• **EXERCISE REQUIREMENTS**
Return all lines from the listing below in which "striped" appears.

• **GIVEN INFORMATION**
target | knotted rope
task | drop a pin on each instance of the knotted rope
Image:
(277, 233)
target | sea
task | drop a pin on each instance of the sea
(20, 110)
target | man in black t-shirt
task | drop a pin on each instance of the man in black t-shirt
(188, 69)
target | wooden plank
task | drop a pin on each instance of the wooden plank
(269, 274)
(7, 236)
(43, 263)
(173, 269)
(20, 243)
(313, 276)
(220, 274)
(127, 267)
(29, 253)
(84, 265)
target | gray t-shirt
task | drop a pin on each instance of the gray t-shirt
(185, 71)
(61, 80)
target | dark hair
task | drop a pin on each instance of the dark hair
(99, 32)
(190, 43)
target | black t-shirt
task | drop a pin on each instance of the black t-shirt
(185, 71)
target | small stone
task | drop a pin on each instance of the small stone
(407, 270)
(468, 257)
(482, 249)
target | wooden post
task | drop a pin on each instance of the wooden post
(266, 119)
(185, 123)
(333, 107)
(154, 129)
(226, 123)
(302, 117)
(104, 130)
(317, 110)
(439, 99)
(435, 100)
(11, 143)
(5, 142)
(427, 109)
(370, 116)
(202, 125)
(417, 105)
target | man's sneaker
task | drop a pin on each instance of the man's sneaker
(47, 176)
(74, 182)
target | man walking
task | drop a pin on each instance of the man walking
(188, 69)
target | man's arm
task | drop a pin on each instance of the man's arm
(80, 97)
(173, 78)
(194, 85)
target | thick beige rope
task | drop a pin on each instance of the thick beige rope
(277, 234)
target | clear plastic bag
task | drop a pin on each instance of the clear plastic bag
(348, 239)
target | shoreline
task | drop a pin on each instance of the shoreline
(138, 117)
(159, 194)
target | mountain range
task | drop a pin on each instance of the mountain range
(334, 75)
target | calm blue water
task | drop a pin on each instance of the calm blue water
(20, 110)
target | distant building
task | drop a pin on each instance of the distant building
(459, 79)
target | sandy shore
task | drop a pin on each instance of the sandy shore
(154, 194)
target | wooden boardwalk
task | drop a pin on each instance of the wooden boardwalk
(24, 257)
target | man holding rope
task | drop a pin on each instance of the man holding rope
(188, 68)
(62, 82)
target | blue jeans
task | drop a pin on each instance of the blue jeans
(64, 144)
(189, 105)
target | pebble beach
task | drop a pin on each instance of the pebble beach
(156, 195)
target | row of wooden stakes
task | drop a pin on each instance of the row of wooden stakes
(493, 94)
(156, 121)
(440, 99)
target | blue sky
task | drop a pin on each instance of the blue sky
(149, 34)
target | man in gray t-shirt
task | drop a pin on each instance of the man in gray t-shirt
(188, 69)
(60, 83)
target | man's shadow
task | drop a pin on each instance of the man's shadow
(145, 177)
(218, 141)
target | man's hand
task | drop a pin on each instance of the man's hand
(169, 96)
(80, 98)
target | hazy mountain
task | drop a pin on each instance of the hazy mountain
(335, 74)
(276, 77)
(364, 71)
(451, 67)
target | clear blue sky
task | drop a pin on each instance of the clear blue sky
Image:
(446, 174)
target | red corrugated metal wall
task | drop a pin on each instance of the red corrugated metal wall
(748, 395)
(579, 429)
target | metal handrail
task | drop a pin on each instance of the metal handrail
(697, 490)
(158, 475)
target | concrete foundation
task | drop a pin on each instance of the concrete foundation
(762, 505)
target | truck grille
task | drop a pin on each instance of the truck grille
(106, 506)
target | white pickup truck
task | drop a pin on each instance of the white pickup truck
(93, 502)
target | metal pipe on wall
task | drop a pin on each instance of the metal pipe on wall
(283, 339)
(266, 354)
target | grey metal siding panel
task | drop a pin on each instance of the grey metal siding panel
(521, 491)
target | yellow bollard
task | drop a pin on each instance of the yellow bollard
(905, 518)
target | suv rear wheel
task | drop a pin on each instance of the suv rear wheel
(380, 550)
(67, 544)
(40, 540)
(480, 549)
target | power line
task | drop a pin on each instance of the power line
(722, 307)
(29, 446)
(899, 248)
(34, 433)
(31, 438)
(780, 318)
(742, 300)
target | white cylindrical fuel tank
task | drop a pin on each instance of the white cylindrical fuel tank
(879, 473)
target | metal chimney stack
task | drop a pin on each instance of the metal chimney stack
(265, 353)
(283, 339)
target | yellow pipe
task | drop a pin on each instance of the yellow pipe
==
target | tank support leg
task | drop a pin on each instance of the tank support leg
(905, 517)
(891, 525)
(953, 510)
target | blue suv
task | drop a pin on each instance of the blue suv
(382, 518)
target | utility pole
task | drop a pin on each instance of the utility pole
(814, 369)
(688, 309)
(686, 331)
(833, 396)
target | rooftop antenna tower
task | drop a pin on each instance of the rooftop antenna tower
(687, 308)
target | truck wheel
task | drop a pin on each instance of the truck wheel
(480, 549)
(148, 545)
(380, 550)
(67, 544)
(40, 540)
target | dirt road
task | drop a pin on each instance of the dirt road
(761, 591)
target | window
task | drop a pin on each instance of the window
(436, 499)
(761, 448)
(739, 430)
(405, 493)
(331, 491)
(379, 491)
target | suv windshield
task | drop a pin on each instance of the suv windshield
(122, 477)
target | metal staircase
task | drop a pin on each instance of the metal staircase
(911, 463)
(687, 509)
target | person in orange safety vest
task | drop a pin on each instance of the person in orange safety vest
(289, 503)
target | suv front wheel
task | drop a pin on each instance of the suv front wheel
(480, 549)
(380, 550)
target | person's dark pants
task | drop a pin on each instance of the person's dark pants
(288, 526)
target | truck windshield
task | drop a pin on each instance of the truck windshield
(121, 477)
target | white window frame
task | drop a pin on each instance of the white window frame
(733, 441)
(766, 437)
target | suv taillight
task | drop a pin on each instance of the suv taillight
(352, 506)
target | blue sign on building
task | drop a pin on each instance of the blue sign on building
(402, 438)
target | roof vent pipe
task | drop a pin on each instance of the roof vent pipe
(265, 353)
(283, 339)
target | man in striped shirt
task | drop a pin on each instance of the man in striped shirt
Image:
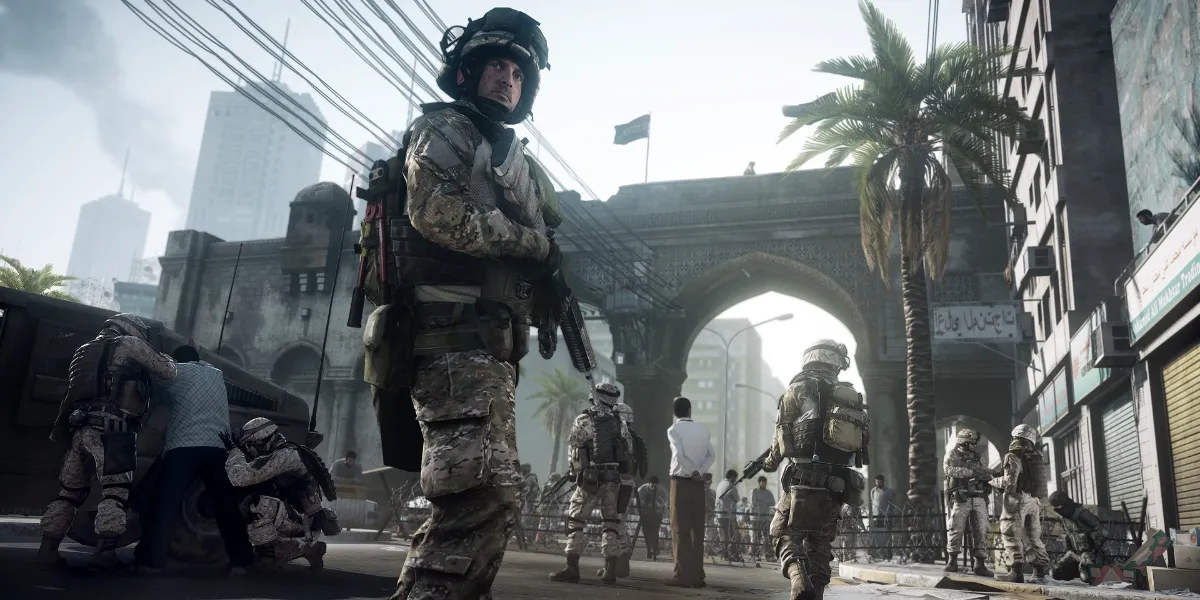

• **RESULT OF THIS EXERCISE**
target | man in striped shirt
task | drop a pin on each instance of the man in striped shirt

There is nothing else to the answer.